Av. İzzet Doğan
20 Temmuz 2024
ADALET TARİHİNDE BİR İLK;
CEZAEVİ BASKINI
Bir okul açan bir hapishane kapatır (Victor Hugo)
Elazığ Açık Ceza İnfaz Kurumunda gece yarısı yaşanan olaylar bana önce çocukluğumdaki bir anıyı anımsattı. Urfa cezaevinin Karakoyun deresi tarafına bakan sokakta bir genç elindeki bıçağı, cezaevinin birinci katında bulunan demir parmaklıklı pencereye fırlatıyor ve yüzü görülmeyen bir hükümlünün de eli bıçağı tutmaya çalışıyordu. Bıçak birkaç kez denemede hükümlü tarafından tutulamadı ama sonra yüzü ve gövdesi parmaklıklar arasında görülemeyen o el bıçağı tutmayı başardı.
Bıçağı yukarı fırlatan genç “amcam oğlunu içeride öldürmek istiyorlar o da kendini koruyacak” diye söylenip oradan uzaklaştı.
O günlerde ilkokuldaydım. Sonradan özellikle cezaevi filmlerini izleyince oradaki mahkumlar arasındaki çekişmelerin-düşmanlıkların yaşamı nasıl çekilmez, stresli hale getirileceğini düşünmeye başladım.

Verilen Görev 1
Cezaevi baskını yazısında "O günlerde ilkokuldaydım." sözlerinden başlayıp aşağıya doğru "getirileceğini düşünmeye başladım." sözlerine kadar uzanan her şeyi kelimesi kelimesine aktarınız.
Verilen Görev 2
Cezaevi baskını yazısını son cümlesinin ardından sürdürünüz.
Metnin ardından gelen satırlara bu çalışmada başvurulmayacaktır.

Veri Seti Satırları
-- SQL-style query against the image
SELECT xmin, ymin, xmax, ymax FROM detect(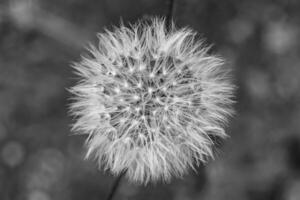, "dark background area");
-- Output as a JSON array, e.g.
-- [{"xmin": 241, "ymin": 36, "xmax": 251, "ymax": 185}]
[{"xmin": 0, "ymin": 0, "xmax": 300, "ymax": 200}]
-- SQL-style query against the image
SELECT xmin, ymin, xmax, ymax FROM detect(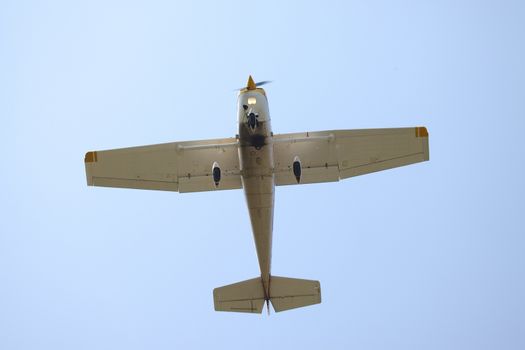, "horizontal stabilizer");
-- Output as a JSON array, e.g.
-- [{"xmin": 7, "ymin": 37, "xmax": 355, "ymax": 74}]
[
  {"xmin": 213, "ymin": 277, "xmax": 265, "ymax": 314},
  {"xmin": 270, "ymin": 276, "xmax": 321, "ymax": 312},
  {"xmin": 213, "ymin": 276, "xmax": 321, "ymax": 314}
]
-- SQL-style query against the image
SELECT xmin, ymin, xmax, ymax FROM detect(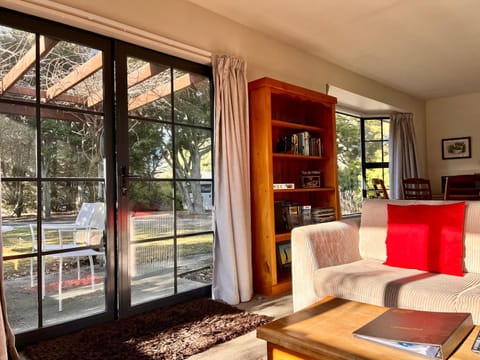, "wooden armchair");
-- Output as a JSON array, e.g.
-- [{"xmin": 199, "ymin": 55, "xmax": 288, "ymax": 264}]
[
  {"xmin": 402, "ymin": 178, "xmax": 432, "ymax": 200},
  {"xmin": 445, "ymin": 174, "xmax": 480, "ymax": 200}
]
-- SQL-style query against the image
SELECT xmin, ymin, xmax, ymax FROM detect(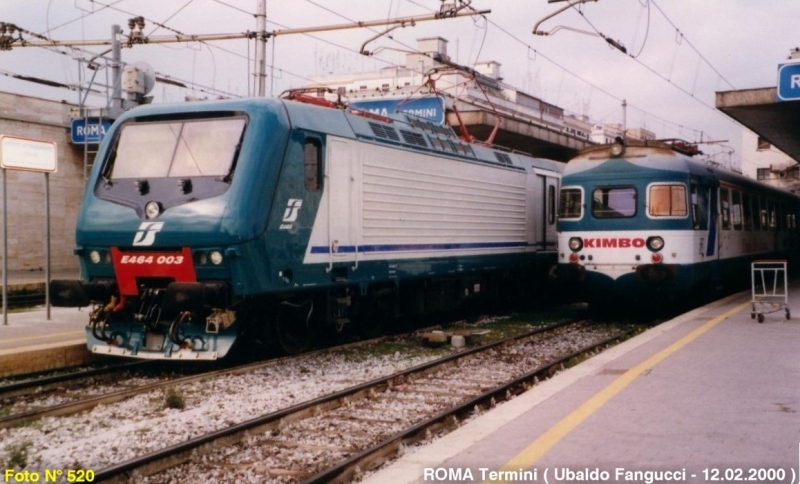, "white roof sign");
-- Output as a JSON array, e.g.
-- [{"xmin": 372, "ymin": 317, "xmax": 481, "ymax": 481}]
[{"xmin": 0, "ymin": 135, "xmax": 57, "ymax": 173}]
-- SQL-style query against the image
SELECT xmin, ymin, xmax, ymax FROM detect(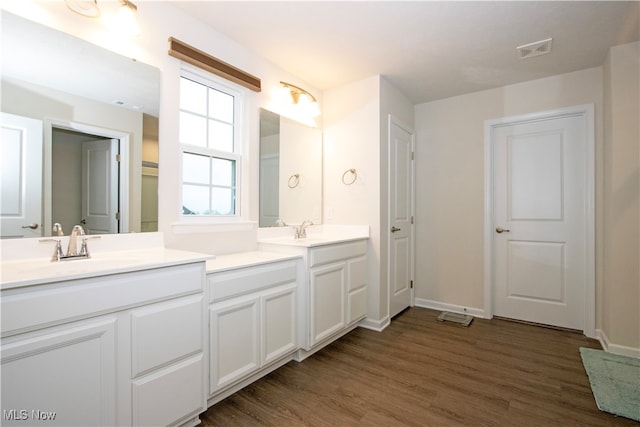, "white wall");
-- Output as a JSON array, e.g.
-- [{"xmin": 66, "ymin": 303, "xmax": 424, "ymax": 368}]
[
  {"xmin": 2, "ymin": 81, "xmax": 143, "ymax": 235},
  {"xmin": 324, "ymin": 76, "xmax": 413, "ymax": 327},
  {"xmin": 3, "ymin": 1, "xmax": 322, "ymax": 254},
  {"xmin": 600, "ymin": 42, "xmax": 640, "ymax": 357},
  {"xmin": 415, "ymin": 56, "xmax": 640, "ymax": 348}
]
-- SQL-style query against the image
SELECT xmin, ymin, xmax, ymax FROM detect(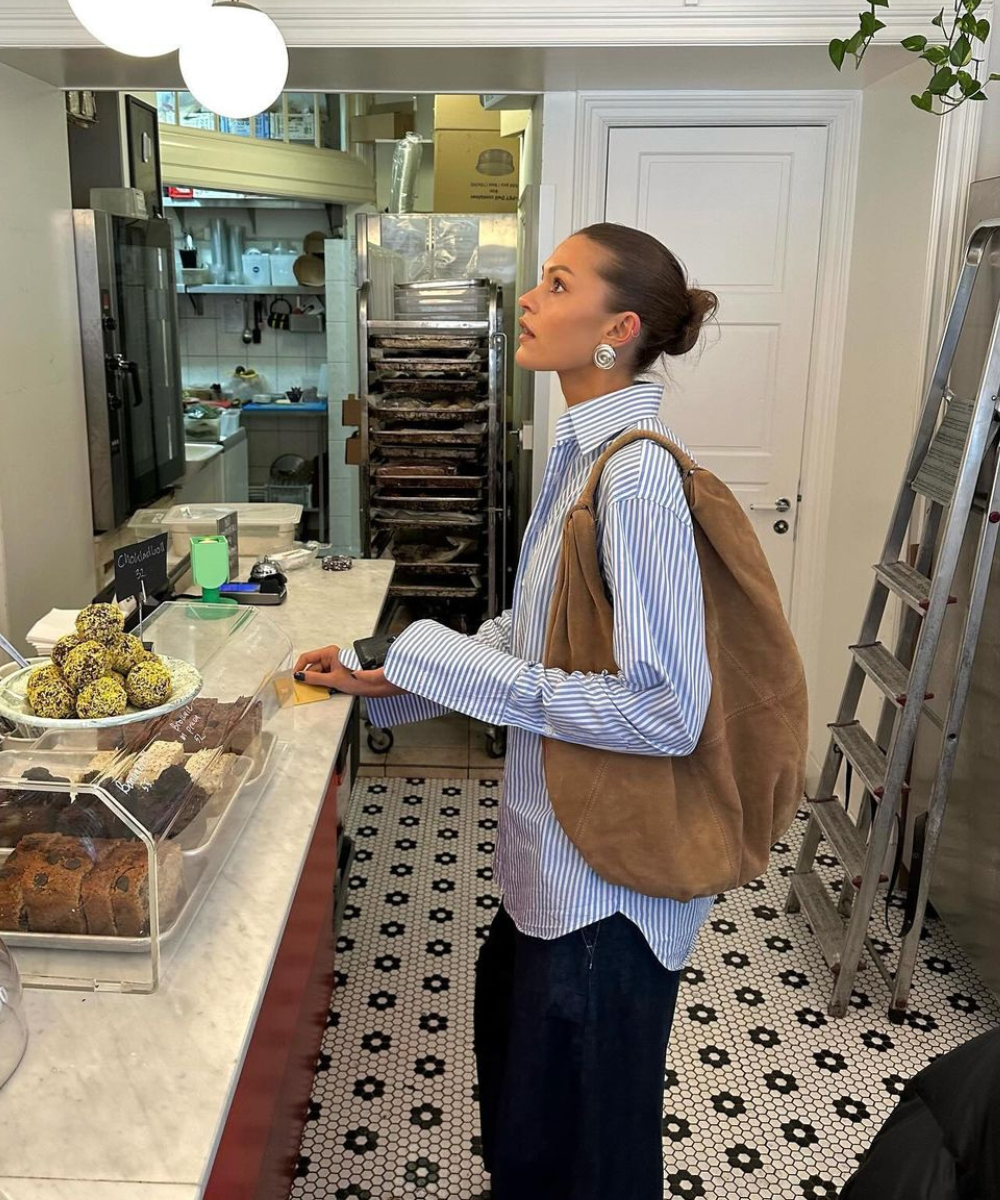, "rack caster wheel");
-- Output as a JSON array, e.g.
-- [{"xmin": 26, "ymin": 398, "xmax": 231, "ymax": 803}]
[{"xmin": 369, "ymin": 728, "xmax": 395, "ymax": 754}]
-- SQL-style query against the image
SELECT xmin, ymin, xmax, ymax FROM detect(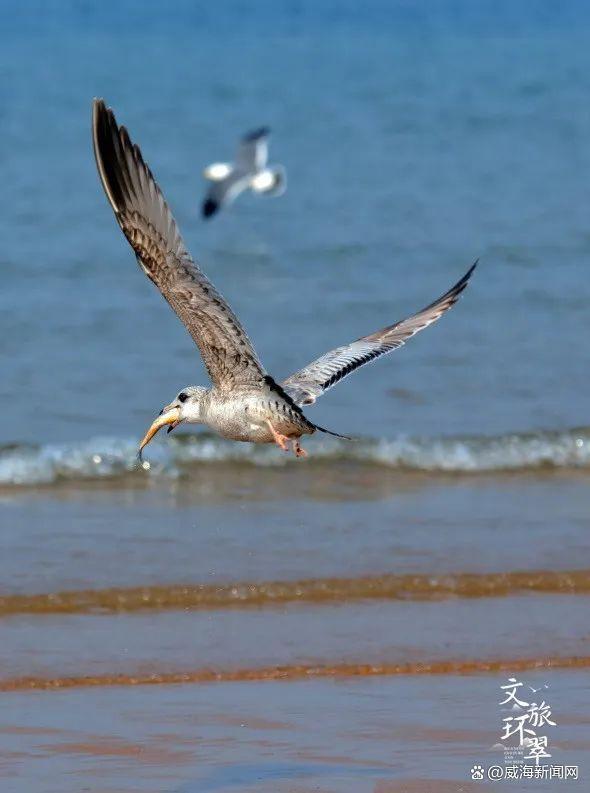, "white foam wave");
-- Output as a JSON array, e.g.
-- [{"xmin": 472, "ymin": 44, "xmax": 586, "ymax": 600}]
[{"xmin": 0, "ymin": 427, "xmax": 590, "ymax": 486}]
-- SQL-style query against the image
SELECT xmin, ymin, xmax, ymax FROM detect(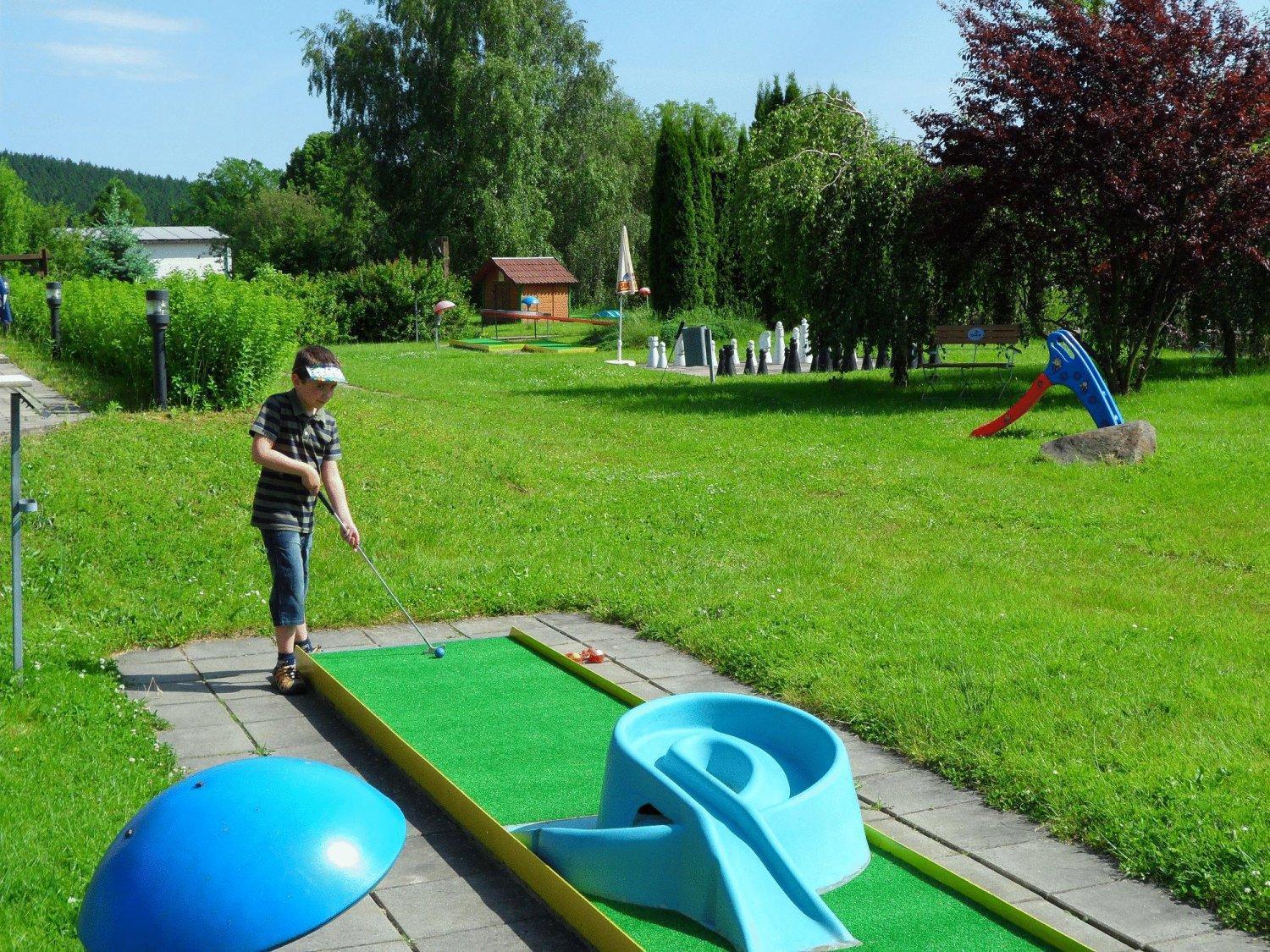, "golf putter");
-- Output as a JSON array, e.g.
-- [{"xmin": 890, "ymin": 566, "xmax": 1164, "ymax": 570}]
[{"xmin": 318, "ymin": 490, "xmax": 446, "ymax": 658}]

Yazılı Yanıt 1
O günlerde ilkokuldaydım. Sonradan özellikle cezaevi filmlerini izleyince oradaki mahkumlar arasındaki çekişmelerin-düşmanlıkların yaşamı nasıl çekilmez, stresli hale getirileceğini düşünmeye başladım.

Yazılı Yanıt 2
Herkesin bildiği yaşadığı örneklerde hükümlü ya da tutuklunun cezaevinden bir an önce çıkmak istemesi, bazılarının ise firar etmesi. Fakat Elazığ Açık Ceza İnfaz Kurumunda yaşanan olay tam tersi.
Bu olay hakkında Adalet Bakanlığı Ceza ve Tevkif evleri Genel Müdürlüğünden yapılan açıklamada; “05.07.2024 tarihinde Elazığ Kampüs Açık Ceza İnfaz Kurumunun etrafında bulunan tel örgülerden atlamak suretiyle kuruma girdiği tespit edilen bir şahıs, kurumda adli suçtan hükümlü olarak barındırılan Murat Bulut’u ateşli silah ile bacağından yaralamıştır. Yaralanan hükümlü vakit kaybetmeksizin ambulans ile hastaneye sevk edilmiştir….Olayla ilgili başlatılan adli soruşturma çerçevesinde, içlerinde saldırıyı gerçekleştirdiği değerlendirilen failin de bulunduğu 5 kişi gözaltına alınmış olup, sorguları devam etmektedir” denildi.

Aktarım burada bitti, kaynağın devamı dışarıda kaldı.